Write out every entry word for word.

Data extracted from a collection:
---
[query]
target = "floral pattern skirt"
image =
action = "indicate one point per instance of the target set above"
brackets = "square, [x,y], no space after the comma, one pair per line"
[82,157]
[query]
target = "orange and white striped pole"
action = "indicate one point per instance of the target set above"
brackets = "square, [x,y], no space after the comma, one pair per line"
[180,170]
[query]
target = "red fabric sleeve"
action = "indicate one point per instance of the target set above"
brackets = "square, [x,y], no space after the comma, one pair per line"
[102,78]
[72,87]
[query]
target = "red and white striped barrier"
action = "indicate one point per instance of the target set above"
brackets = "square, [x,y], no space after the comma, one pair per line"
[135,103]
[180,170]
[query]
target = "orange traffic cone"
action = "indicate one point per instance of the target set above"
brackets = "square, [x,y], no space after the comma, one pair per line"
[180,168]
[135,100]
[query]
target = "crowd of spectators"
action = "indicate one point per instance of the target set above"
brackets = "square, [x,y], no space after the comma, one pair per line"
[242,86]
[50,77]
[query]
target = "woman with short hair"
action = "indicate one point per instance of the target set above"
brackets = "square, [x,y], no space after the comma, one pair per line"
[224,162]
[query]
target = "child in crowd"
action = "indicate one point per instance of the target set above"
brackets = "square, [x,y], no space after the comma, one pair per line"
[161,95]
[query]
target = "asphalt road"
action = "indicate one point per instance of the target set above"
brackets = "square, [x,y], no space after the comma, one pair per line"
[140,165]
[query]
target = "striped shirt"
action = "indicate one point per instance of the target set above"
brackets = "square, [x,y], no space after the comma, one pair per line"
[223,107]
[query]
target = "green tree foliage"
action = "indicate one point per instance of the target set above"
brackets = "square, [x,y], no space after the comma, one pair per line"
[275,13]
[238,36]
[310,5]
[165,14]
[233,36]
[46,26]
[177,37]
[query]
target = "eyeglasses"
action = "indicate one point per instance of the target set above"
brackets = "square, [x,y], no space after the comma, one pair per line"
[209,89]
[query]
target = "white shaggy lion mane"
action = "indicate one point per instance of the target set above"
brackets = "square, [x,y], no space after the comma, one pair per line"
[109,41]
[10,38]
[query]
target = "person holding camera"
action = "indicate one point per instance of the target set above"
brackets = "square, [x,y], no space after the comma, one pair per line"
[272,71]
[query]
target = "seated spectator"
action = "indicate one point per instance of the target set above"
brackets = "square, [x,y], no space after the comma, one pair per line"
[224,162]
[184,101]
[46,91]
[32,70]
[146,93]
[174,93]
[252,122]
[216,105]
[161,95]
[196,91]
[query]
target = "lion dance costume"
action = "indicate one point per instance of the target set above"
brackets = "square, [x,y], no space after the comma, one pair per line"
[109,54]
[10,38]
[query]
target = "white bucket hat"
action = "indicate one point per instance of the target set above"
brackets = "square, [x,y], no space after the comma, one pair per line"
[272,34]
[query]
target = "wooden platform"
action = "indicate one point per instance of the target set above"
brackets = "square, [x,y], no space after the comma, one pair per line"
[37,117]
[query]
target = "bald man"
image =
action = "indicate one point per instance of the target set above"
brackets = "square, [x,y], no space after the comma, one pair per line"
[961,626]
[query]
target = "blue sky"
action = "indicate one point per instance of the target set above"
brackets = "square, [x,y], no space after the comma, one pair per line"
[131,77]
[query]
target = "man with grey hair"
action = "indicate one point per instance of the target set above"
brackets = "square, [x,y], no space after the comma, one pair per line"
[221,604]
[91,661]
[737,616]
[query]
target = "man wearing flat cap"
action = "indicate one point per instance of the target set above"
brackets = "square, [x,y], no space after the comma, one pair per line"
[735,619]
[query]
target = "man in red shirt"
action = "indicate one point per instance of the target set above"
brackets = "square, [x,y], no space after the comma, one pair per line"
---
_Written reply_.
[query]
target = "floral pattern skirt"
image =
action = "indicate one point per instance of the target set above"
brackets = "square, [x,y], no space after the comma, one pair per line"
[82,157]
[query]
target = "orange and white striped pole"
action = "indicate one point per instance of the target set above"
brackets = "square, [x,y], no space after the comma, one pair per line"
[180,170]
[query]
target = "red fabric sleeve"
action = "indicate one point per instance of the target set above"
brackets = "square, [x,y], no space after the comma, one pair per line"
[102,78]
[72,87]
[query]
target = "red and white striped barrier"
action = "indicate one point per instance of the target set above"
brackets = "square, [x,y], no space after the comma, one pair per line"
[135,103]
[180,170]
[query]
target = "orange traffic cone"
action = "indicate one point per instance of the target set above"
brackets = "square, [x,y], no space after the comma, one pair per line"
[180,168]
[135,100]
[query]
target = "crowd of spectators"
action = "indicate one point per instance of the target set above"
brackets = "square, [x,y], no space after the comma, one pair per line"
[242,86]
[50,77]
[query]
target = "woman with short hair"
action = "indicate one point per instance of the target set above"
brackets = "square, [x,y], no space after the comma, one pair per line"
[224,162]
[query]
target = "child in crowd"
action = "indicate one point per instance of the target set above"
brackets = "square, [x,y], no space after the comma, one pair per line"
[161,95]
[query]
target = "asphalt road"
action = "indicate one point per instance of the target set above"
brackets = "square, [x,y], no space after the comma, one pair per line"
[140,165]
[query]
target = "striped shirt"
action = "indicate one point per instance of the target set above"
brackets = "square, [x,y], no space after the comma, one pair per line"
[223,107]
[query]
target = "green tree foliage"
action = "indicate one point per instance of the target set above"
brackets = "square, [x,y], no space after the comma, one pair per line"
[275,13]
[238,36]
[310,5]
[165,14]
[233,36]
[46,26]
[177,37]
[query]
target = "eyeglasses"
action = "indicate one point per instance of the target set above"
brackets = "square, [x,y], no space after the comma, one pair per line"
[209,89]
[query]
target = "white shaggy lion mane"
action = "indicate one point per instance of the target set above"
brackets = "square, [x,y], no space after the comma, one pair per line"
[109,41]
[10,38]
[query]
target = "person holding camera"
action = "indicate one point per instance of the target set above"
brackets = "square, [x,y], no space after the comma, one pair per line"
[272,71]
[query]
target = "seated spectator"
action = "indicate one point per instance of the target set above"
brackets = "square, [x,y], no space after the comma, one pair per line"
[224,162]
[184,101]
[46,91]
[32,70]
[146,93]
[174,93]
[252,122]
[216,105]
[161,95]
[196,91]
[query]
target = "lion dance costume"
action = "indicate one point per instance of the target set above"
brackets = "square, [x,y], no space after the comma, one pair per line"
[109,54]
[10,38]
[query]
target = "white bucket hat"
action = "indicate one point per instance of the target set above"
brackets = "square, [x,y], no space after the comma, one pair per line"
[272,34]
[query]
target = "wooden platform"
action = "indicate one point per instance of the target set above"
brackets = "square, [x,y], no space after the comma, one pair per line"
[37,117]
[query]
target = "bald man"
image =
action = "indicate one point per instance of the target set above"
brackets = "square, [x,y], no space after the comma, one pair per line"
[961,626]
[query]
target = "blue sky"
action = "indicate one point per instance of the target set above"
brackets = "square, [x,y], no space after the comma, one pair per line"
[131,77]
[query]
target = "man with grey hair"
action = "indicate one point per instance of the target set above"
brackets = "square, [x,y], no space after the comma, one pair per line"
[221,604]
[91,661]
[737,616]
[query]
target = "man wearing flat cap"
action = "indicate one point per instance of the target set above"
brackets = "square, [x,y], no space after the comma, one pair per line"
[735,619]
[query]
target = "man in red shirt"
action = "indicate one point per instance of the target set above"
brackets = "square, [x,y], no space after the comma, one pair per line"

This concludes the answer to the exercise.